• _Work to complete_
A - Answer these questions from the report on the third insulin gene, one line each:
(i) In which city is the Joslin Diabetes Center?
(ii) In which journal did the findings appear?
(iii) About how many Americans have Type I diabetes?
B - For each statement, say yes or no depending on whether it agrees with the report on the third insulin gene, and quote the words that decide it:
(i) Scientists have known the identities of two genes that influence insulin production for about eight years.
(ii) An estimated 17 million Americans have Type I diabetes.
(iii) The third gene matters for insulin-producing cells to sense changes in glucose levels.
C - Carry the report on the third insulin gene forward from its final sentence.

Researchers at the Joslin Diabetes Center in Boston say they have isolated and cloned the third and remaining gene believed to be a key regulator of insulin production.
The finding may enable researchers to use the trio of genes to encourage insulin production in stem cells or other cells that don't normally make insulin. Those cells could be transplanted into the pancreases of people with Type I diabetes.Scientists have known for about eight years the identities of two genes that can influence the production of insulin, a hormone that converts blood sugar (glucose) into fuel for the body's cells. The absence of either of those genes results in abnormal development of the pancreas or insulin-producing cells, resulting in diabetes.
Previous research suggested a third gene played a critical role in insulin production.
This third gene also is important for insulin-producing cells to sense changes in glucose levels and appropriately regulate insulin production, the Joslin researchers say.
Their findings appeared in a recent issue of the Proceedings of the National Academy of Sciences journal.
An estimated 17 million Americans have diabetes. About 1 million of those have Type I diabetes, in which the body has lost the insulin-producing beta cells in the pancreas' islet cells, and the person needs daily insulin injections to survive.

[Stored data entries]

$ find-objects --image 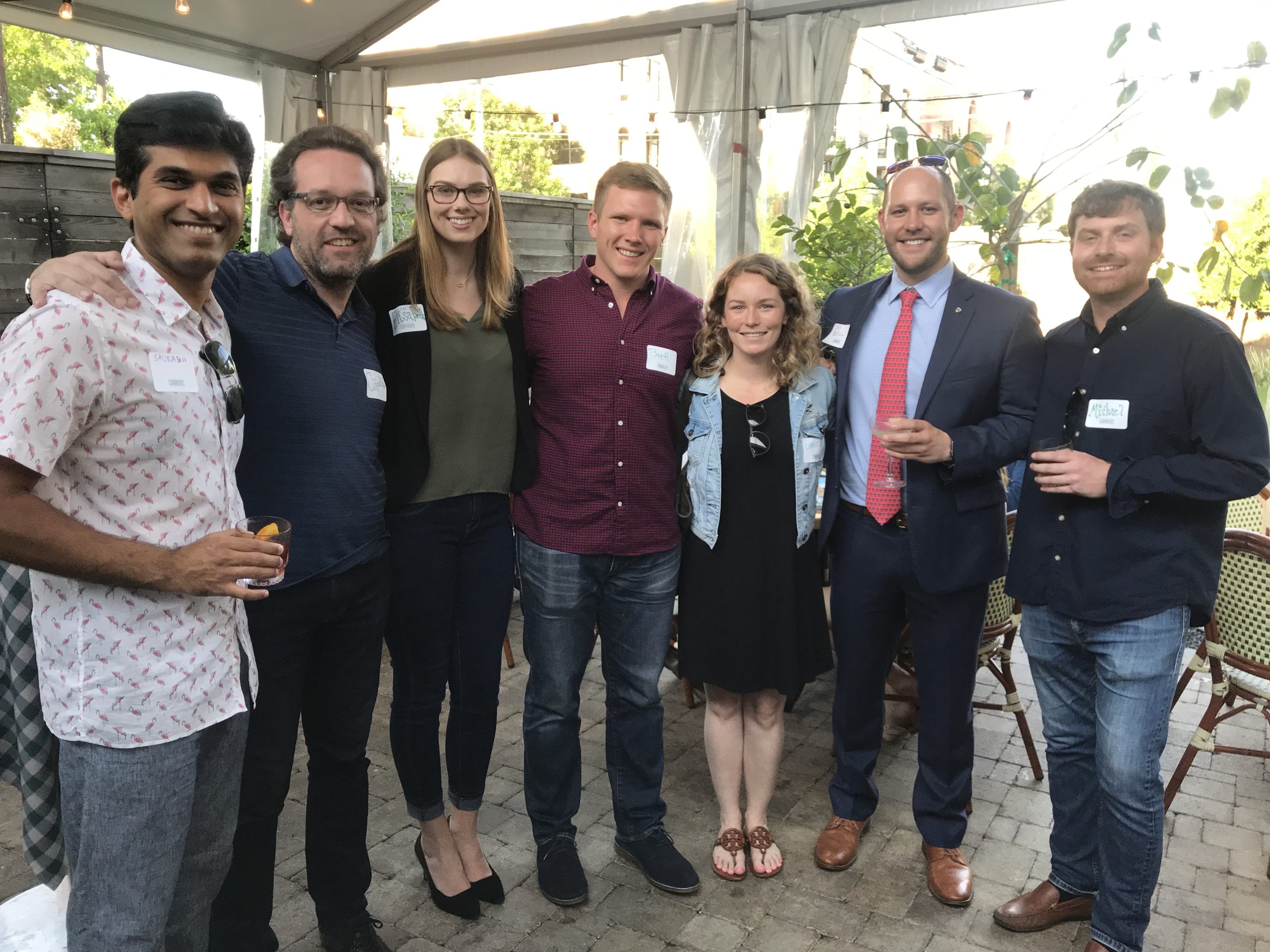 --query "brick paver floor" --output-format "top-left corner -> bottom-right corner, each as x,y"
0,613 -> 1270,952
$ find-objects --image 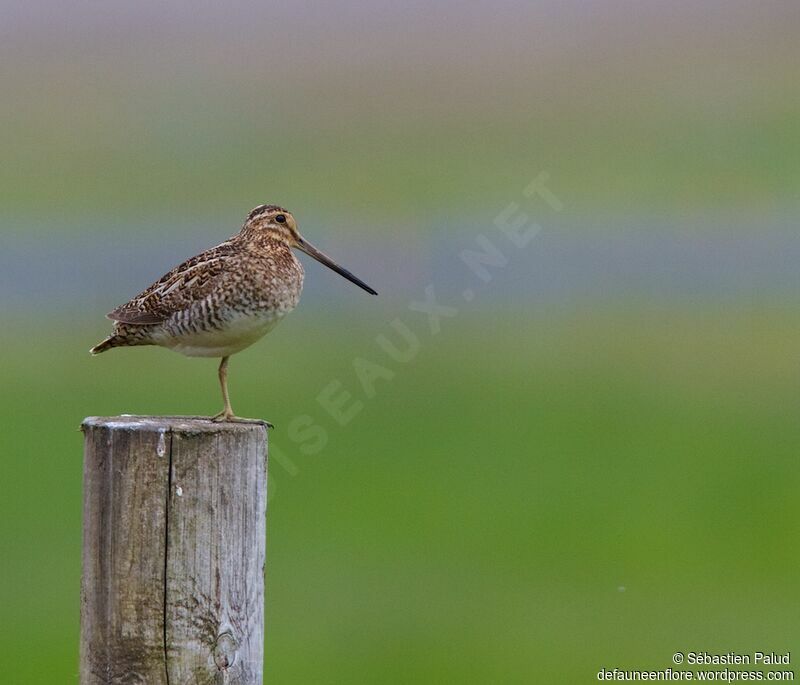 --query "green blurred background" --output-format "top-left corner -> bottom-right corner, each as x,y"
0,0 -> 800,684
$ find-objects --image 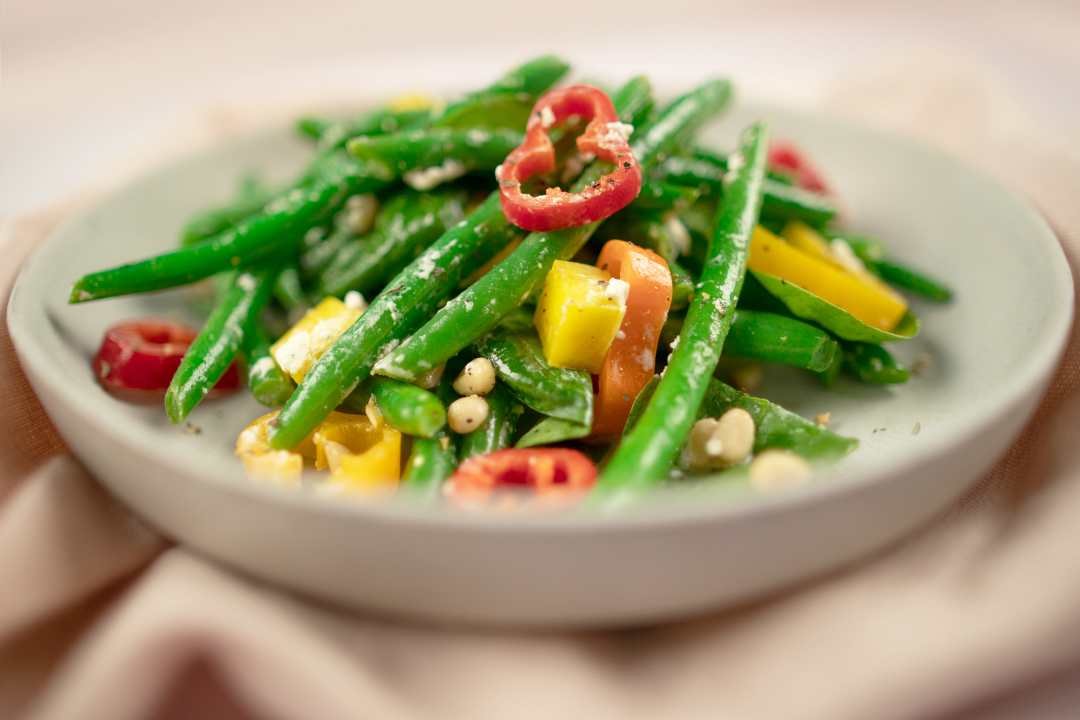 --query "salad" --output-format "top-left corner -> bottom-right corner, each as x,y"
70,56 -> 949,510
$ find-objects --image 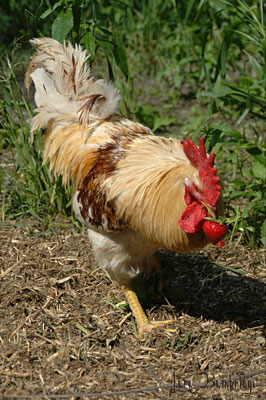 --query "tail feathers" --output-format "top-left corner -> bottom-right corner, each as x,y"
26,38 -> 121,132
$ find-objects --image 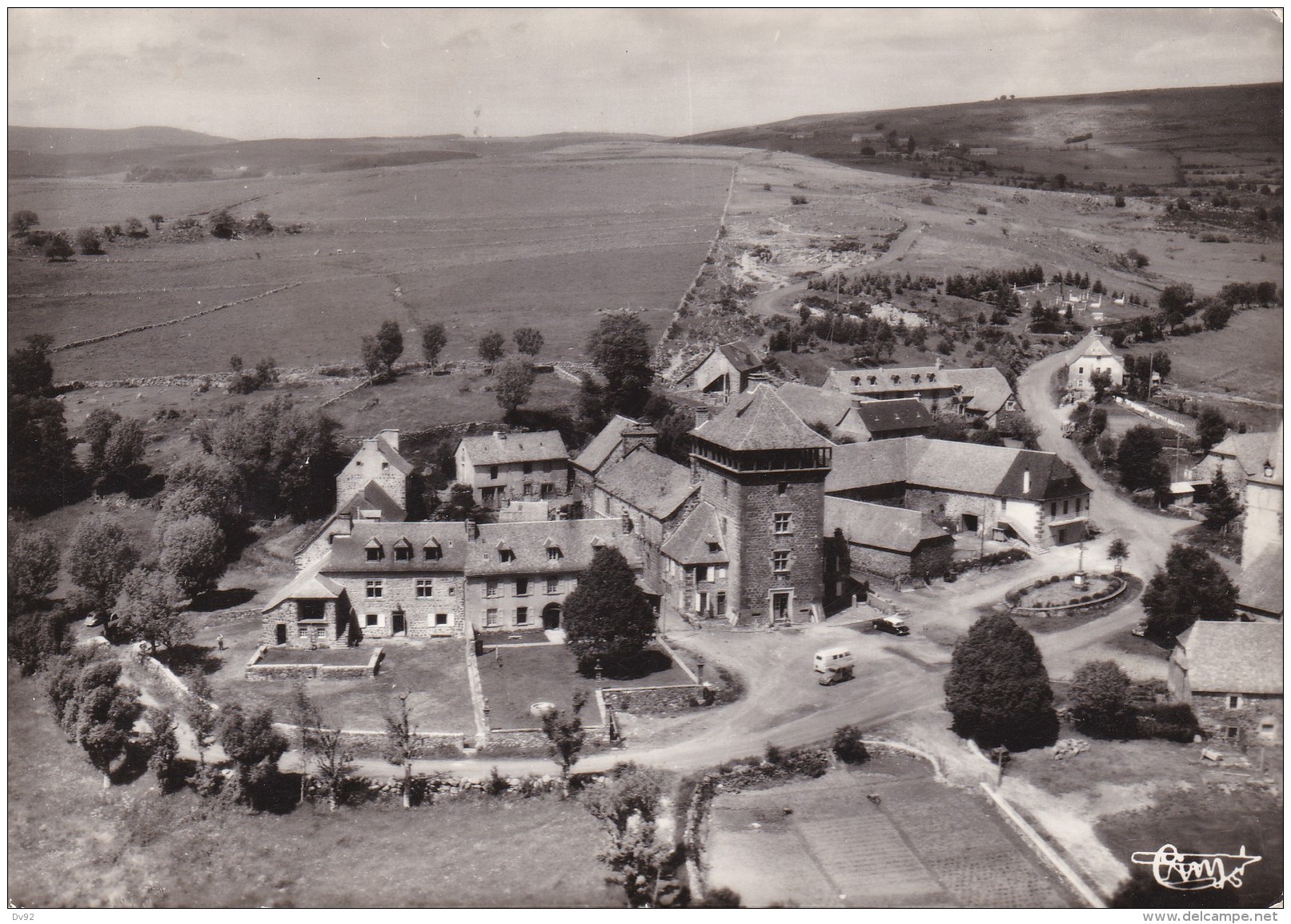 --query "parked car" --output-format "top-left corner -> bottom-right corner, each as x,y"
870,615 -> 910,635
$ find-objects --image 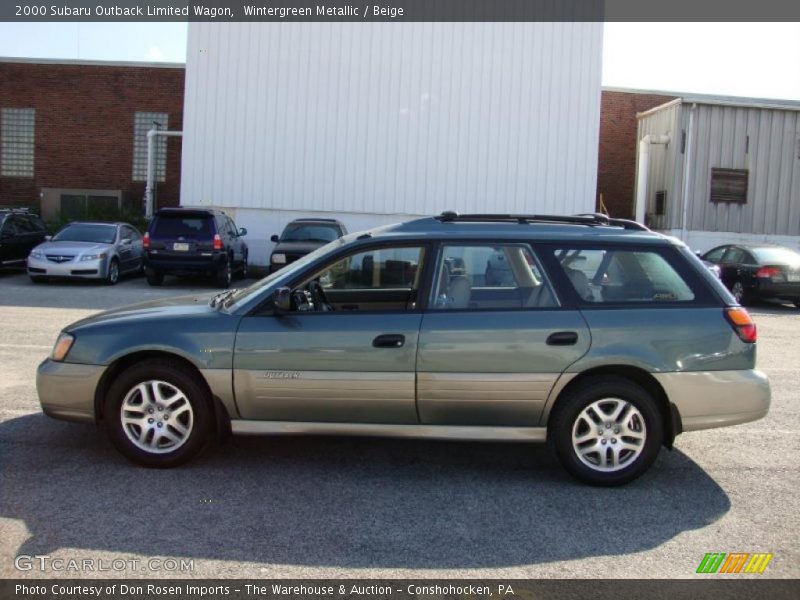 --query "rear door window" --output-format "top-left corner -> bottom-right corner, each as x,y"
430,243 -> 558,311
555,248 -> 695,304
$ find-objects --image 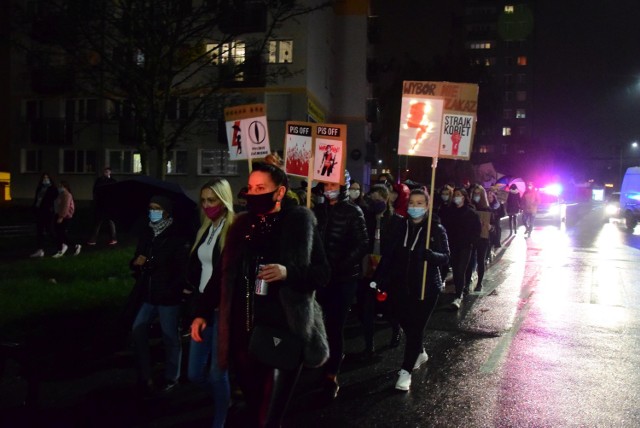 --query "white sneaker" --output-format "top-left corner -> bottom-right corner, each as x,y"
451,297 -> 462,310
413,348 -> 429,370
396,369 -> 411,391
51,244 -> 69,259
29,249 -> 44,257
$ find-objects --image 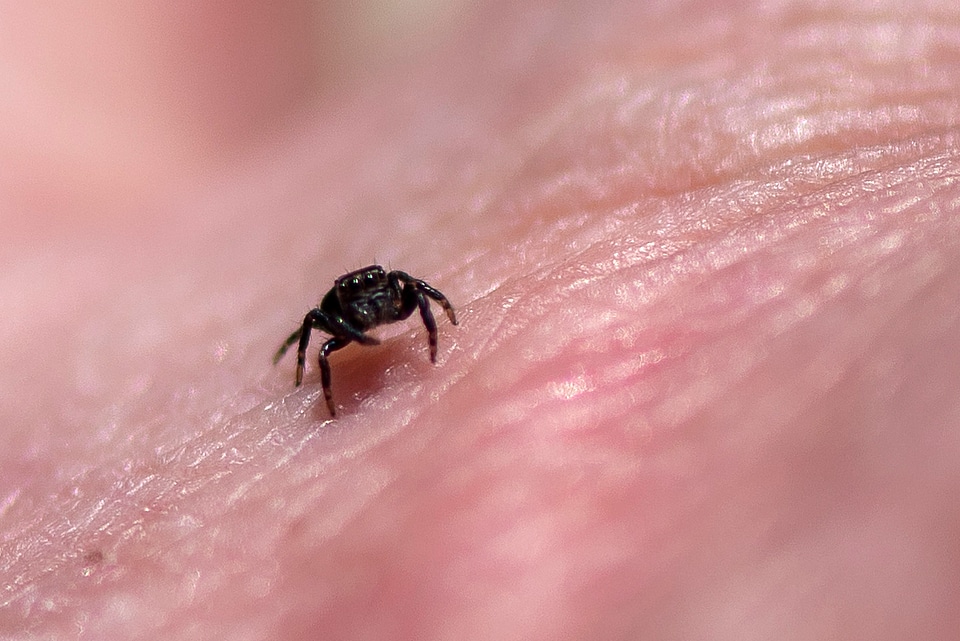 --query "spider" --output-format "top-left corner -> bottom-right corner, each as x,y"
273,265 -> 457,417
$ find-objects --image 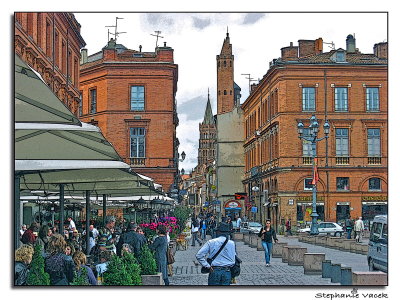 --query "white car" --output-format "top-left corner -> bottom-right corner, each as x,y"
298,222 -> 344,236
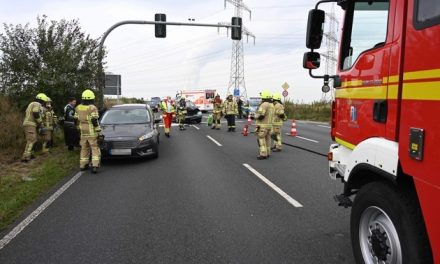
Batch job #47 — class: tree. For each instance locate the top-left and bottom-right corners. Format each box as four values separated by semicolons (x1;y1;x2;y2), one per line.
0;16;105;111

• _Expected responses_
A -
(i) Boston
(ii) The Proceedings of the National Academy of Sciences
(iii) About 1 million

B -
(i) Yes: "Scientists have known for about eight years the identities of two genes that can influence the production of insulin"
(ii) No: "An estimated 17 million Americans have diabetes. About 1 million of those have Type I diabetes"
(iii) Yes: "This third gene also is important for insulin-producing cells to sense changes in glucose levels"

C -
Islet cell transplants are seen as a way to treat people with Type I diabetes. This experimental procedure has a gradually improving success rate but there's a major barrier -- an inadequate supply of islet beta cells.
Only about 3,000 to 4,000 pancreases are available for transplant each year, and it takes two pancreases to harvest enough islet beta cells for a single transplant. That means that once the islet beta cell transplant method is perfected, the demand will far exceed the supply, the Joslin researchers say.
And that's why finding this third gene is so important, the researchers add. Instead of relying on islet beta cells from donor pancreases, scientists may be able to create insulin-producing cells to transplant into the pancreases of people with Type I diabetes.